===== Page excerpt =====

Top 3 Construction Law Developments of 2014

Don Gregory | Kegler Brown Hill & Ritter | December 16, 2014

There were a number of significant legal developments impacting the construction industry over the past year. Here are my top three:

1. Ohio Supreme Court Enforces “Pay-if-Paid” Clause

The Ohio Supreme Court in Transtar Electric, Inc. v. A.E.M. Electric Services Corp., Slip Opinion No. 2014-Ohio- 3095 announced a bright line rule that “[t]he use of the term ‘condition precedent’ in the payment provision of a contract between a general contractor and a subcontractor” is essentially magic language that on its own “clearly and unequivocally shows the intent of those parties to transfer the risk of the project owner’s nonpayment from the general contractor to the subcontractor.” Opinion, at syllabus #2.

Ohio courts have traditionally enforced ‘pay-if-paid’ language to operate as an absolute bar to a lower-tier’s right to payment only if the ‘pay-if-paid’ clause clearly and unequivocally showed that the parties intended to shift the traditional risk of owner non-payment from the general contractor to its lower-tier.

If the payment clause did not meet this high bar, Ohio law instead required courts to find that the ‘pay-if-paid’ clause was to be treated as a ‘pay-when-paid’ clause that did not shift the risk of nonpayment but instead still required the contractor to pay its lower tier within a reasonable period of time. Disputes over the enforceability of ‘pay-if-paid’ or ‘pay-when-paid’ clauses in Ohio have thus turned on whether the contract has clearly and unambiguously indicated that the lower-tier was accepting the risk of owner-non-payment.

=====

#### Given problem 1
Print the whole construction law excerpt above again, word for word.

===== Material for the task =====

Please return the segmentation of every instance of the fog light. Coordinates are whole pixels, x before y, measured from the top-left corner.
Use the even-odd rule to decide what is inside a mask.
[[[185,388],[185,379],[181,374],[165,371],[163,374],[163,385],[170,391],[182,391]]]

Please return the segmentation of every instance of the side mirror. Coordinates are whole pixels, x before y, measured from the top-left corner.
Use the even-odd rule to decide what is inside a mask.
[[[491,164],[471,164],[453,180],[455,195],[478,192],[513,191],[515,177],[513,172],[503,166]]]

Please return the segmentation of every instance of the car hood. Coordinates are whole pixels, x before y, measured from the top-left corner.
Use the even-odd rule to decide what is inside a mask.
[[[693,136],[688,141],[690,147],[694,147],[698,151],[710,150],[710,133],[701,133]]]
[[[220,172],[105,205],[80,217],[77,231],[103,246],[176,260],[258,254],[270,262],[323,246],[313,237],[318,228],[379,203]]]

=====
===== Material for the task =====

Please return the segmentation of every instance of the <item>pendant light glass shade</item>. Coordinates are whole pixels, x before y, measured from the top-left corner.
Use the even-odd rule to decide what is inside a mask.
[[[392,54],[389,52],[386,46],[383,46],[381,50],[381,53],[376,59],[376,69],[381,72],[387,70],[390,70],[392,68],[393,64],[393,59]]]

=====
===== Material for the task =====

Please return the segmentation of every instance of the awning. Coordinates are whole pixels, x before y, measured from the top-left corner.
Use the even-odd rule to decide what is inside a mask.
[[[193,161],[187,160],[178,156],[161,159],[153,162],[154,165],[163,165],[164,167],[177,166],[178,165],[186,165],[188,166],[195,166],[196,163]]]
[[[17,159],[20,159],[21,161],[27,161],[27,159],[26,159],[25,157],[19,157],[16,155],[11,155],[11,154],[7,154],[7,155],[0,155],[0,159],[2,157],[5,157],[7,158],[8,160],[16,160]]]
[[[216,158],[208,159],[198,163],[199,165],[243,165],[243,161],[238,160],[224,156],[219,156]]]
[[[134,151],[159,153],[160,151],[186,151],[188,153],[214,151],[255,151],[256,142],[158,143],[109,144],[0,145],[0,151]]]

=====

#### Given problem 2
Return every line of the records that contains the word "measured".

#### Response 1
Top 3 Construction Law Developments of 2014

Don Gregory | Kegler Brown Hill & Ritter | December 16, 2014

There were a number of significant legal developments impacting the construction industry over the past year. Here are my top three:

1. Ohio Supreme Court Enforces “Pay-if-Paid” Clause

The Ohio Supreme Court in Transtar Electric, Inc. v. A.E.M. Electric Services Corp., Slip Opinion No. 2014-Ohio- 3095 announced a bright line rule that “[t]he use of the term ‘condition precedent’ in the payment provision of a contract between a general contractor and a subcontractor” is essentially magic language that on its own “clearly and unequivocally shows the intent of those parties to transfer the risk of the project owner’s nonpayment from the general contractor to the subcontractor.” Opinion, at syllabus #2.

Ohio courts have traditionally enforced ‘pay-if-paid’ language to operate as an absolute bar to a lower-tier’s right to payment only if the ‘pay-if-paid’ clause clearly and unequivocally showed that the parties intended to shift the traditional risk of owner non-payment from the general contractor to its lower-tier.

If the payment clause did not meet this high bar, Ohio law instead required courts to find that the ‘pay-if-paid’ clause was to be treated as a ‘pay-when-paid’ clause that did not shift the risk of nonpayment but instead still required the contractor to pay its lower tier within a reasonable period of time. Disputes over the enforceability of ‘pay-if-paid’ or ‘pay-when-paid’ clauses in Ohio have thus turned on whether the contract has clearly and unambiguously indicated that the lower-tier was accepting the risk of owner-non-payment.

#### Response 2
Please return the segmentation of every instance of the fog light. Coordinates are whole pixels, x before y, measured from the top-left corner.
Please return the segmentation of every instance of the side mirror. Coordinates are whole pixels, x before y, measured from the top-left corner.
Please return the segmentation of every instance of the car hood. Coordinates are whole pixels, x before y, measured from the top-left corner.
Please return the segmentation of every instance of the <item>pendant light glass shade</item>. Coordinates are whole pixels, x before y, measured from the top-left corner.
Please return the segmentation of every instance of the awning. Coordinates are whole pixels, x before y, measured from the top-left corner.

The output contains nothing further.